DATASET ROWS -
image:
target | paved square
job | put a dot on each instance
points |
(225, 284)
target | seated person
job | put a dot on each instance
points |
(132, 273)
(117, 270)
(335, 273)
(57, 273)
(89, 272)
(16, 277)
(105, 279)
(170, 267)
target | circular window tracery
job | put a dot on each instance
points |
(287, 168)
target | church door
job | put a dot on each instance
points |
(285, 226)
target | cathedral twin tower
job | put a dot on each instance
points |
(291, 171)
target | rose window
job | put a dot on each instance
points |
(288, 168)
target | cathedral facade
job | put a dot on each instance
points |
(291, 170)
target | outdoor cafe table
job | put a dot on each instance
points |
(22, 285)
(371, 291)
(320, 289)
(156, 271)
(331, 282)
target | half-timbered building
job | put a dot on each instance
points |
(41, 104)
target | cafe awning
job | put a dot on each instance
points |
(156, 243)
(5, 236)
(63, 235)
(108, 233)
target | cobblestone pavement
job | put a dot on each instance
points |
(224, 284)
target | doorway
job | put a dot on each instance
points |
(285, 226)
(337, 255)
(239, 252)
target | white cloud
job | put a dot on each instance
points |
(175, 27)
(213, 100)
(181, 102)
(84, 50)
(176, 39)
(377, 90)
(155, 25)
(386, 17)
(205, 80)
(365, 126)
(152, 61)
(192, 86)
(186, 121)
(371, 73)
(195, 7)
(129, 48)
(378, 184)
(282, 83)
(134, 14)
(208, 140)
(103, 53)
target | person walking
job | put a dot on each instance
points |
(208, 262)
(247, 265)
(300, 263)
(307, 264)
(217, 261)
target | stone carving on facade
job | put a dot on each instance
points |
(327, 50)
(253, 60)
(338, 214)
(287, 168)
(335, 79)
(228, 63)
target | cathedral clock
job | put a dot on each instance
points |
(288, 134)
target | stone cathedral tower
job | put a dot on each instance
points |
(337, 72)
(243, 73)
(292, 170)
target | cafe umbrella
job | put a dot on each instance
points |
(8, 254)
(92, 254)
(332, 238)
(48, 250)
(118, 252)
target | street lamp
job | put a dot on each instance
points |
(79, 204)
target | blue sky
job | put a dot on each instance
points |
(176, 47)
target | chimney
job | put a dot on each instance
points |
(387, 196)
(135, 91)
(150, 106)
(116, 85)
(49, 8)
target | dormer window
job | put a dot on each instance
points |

WRITTEN PROBLEM - Switch "put a dot on each instance" to "mark every instance with a point" wherever it occurs in the material above, and write out all of the material again with nothing else altered.

EXPECTED ANSWER -
image:
target | paved square
job | mark every instance with a point
points |
(225, 284)
target | seated person
job | mark every instance with a point
points |
(132, 273)
(117, 270)
(335, 273)
(57, 273)
(89, 272)
(16, 277)
(105, 279)
(170, 267)
target | circular window tracery
job | mark every instance with a point
points |
(287, 168)
target | church door
job | mark every instance with a point
points |
(285, 226)
target | cathedral twin tower
job | mark every instance with a point
points |
(291, 171)
target | rose window
job | mark every instance with a point
points |
(288, 168)
target | cathedral facade
job | mark every instance with a point
points |
(291, 170)
target | outdoor cafe table
job | mark every instance with a point
points |
(22, 285)
(371, 291)
(320, 289)
(156, 271)
(331, 282)
target | half-timbered building
job | mark every instance with a point
points |
(41, 104)
target | cafe awning
job | mark every instance with a point
points |
(156, 243)
(5, 236)
(63, 235)
(108, 233)
target | cobblestone pavement
job | mark every instance with a point
points |
(224, 284)
target | doorway
job | mark every instance with a point
points |
(285, 226)
(337, 255)
(239, 252)
target | white cloud
job | mark every instance with a point
points |
(175, 27)
(213, 100)
(181, 102)
(84, 50)
(176, 39)
(377, 90)
(155, 25)
(386, 17)
(205, 80)
(365, 126)
(152, 61)
(192, 86)
(186, 121)
(371, 73)
(195, 7)
(129, 48)
(378, 184)
(282, 83)
(134, 14)
(208, 140)
(103, 53)
target | person walking
job | mark every instance with a point
points |
(208, 262)
(247, 265)
(300, 263)
(307, 264)
(217, 261)
target | stone carving on facade
job | mark every instance with a point
points |
(327, 50)
(253, 60)
(338, 214)
(287, 168)
(335, 79)
(228, 63)
target | cathedral clock
job | mark every instance with a point
points |
(288, 134)
target | stone cathedral tower
job | mark every instance with a point
points |
(337, 72)
(243, 73)
(292, 170)
target | cafe umbrella
job | mark every instance with a point
points |
(8, 254)
(92, 254)
(332, 238)
(48, 250)
(118, 252)
target | street lamp
job | mark every instance with a point
points |
(79, 204)
target | blue sky
job | mark every instance with a point
points |
(176, 47)
target | chimney
job | mark every instance with a point
points |
(387, 196)
(135, 91)
(150, 106)
(116, 85)
(49, 8)
target | dormer window
job | mark every instance with a point
points |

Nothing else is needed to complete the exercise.